• [Passage provided]

# My new kitty, Kelly



## Vivien (Jun 29, 2011)

I've adopted a new kitten from the local SPCA on 12 July 2011. She is a 7 month old calico. She seems small at 5 pounds but the vet said she's healthy. She's been named Kelly:love2 

My resident cats, Rex and Choco, who are both 2 yrs old have warmed up to her. Rex especially loves to play with her which is good as he is much more playful while Choco is quieter and does not like to play as much. Rex and Kelly get their share of play while Choco has more alone time, works out for all three cats :smile: I am sooo happy that they are getting along so well


----------



## MowMow (Nov 6, 2010)

Welcome home to Kelly! She's such a beauty!


----------



## KittieLover (May 2, 2011)

Oh my! She is beautiful! I love calico's! Welcome home Kelly!
I am very glad that she has a very loving home who really care's for her


----------



## konstargirl (Feb 4, 2011)

What a cutie! Thanks for sharing!


----------



## Time Bandit (Aug 17, 2010)

Aww, she's so cute and tiny! Grats on the new family member!


----------



## Meezer_lover (Apr 19, 2011)

What a beauty....Congrats!


----------



## Emmz (Jun 23, 2011)

Awww she is so pretty!


----------



## christypooh402 (Jul 7, 2011)

She's beautiful! Congratulations and kudos to you for adopting!!

• [Dataset excerpts]
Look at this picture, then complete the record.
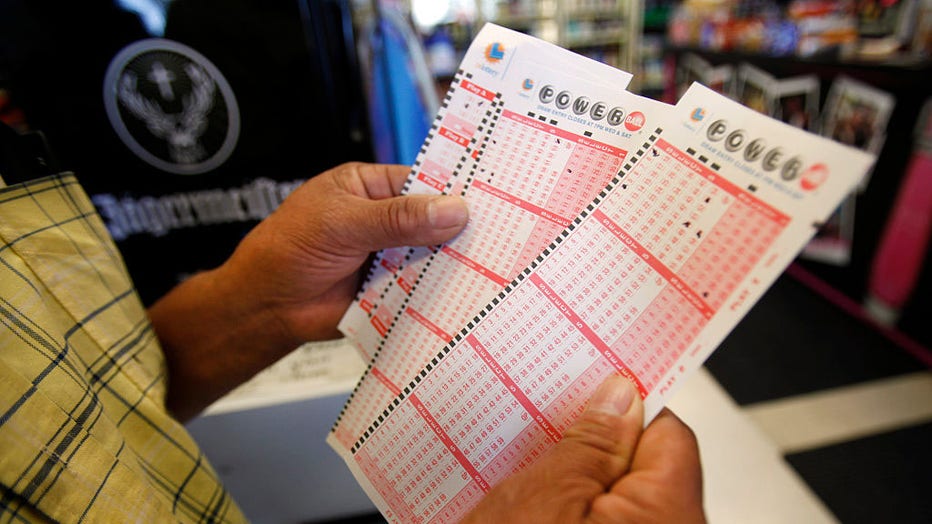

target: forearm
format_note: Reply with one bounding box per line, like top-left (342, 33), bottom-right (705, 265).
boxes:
top-left (149, 267), bottom-right (300, 421)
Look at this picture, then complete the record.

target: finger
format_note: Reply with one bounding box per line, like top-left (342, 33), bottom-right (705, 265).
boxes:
top-left (551, 375), bottom-right (644, 493)
top-left (631, 408), bottom-right (702, 491)
top-left (590, 409), bottom-right (705, 523)
top-left (366, 195), bottom-right (469, 250)
top-left (466, 376), bottom-right (644, 523)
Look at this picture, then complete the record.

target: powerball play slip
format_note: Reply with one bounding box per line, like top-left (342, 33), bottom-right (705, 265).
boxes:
top-left (332, 22), bottom-right (670, 452)
top-left (328, 26), bottom-right (873, 522)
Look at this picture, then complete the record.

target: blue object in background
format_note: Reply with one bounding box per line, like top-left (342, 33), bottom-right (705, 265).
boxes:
top-left (360, 10), bottom-right (438, 165)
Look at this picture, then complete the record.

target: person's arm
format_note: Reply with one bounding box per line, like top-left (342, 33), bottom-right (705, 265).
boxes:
top-left (463, 376), bottom-right (705, 524)
top-left (149, 163), bottom-right (467, 421)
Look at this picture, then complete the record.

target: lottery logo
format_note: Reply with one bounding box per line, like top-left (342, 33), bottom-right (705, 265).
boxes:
top-left (799, 163), bottom-right (828, 191)
top-left (625, 111), bottom-right (646, 131)
top-left (104, 38), bottom-right (240, 175)
top-left (485, 42), bottom-right (505, 64)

• [What needs to be done] Please copy the forum thread between "## Vivien (Jun" and "(Nov 6, 2010)", inclusive. The data plays no part in this.

• [Exercise solution]
## Vivien (Jun 29, 2011)

I've adopted a new kitten from the local SPCA on 12 July 2011. She is a 7 month old calico. She seems small at 5 pounds but the vet said she's healthy. She's been named Kelly:love2 

My resident cats, Rex and Choco, who are both 2 yrs old have warmed up to her. Rex especially loves to play with her which is good as he is much more playful while Choco is quieter and does not like to play as much. Rex and Kelly get their share of play while Choco has more alone time, works out for all three cats :smile: I am sooo happy that they are getting along so well


----------



## MowMow (Nov 6, 2010)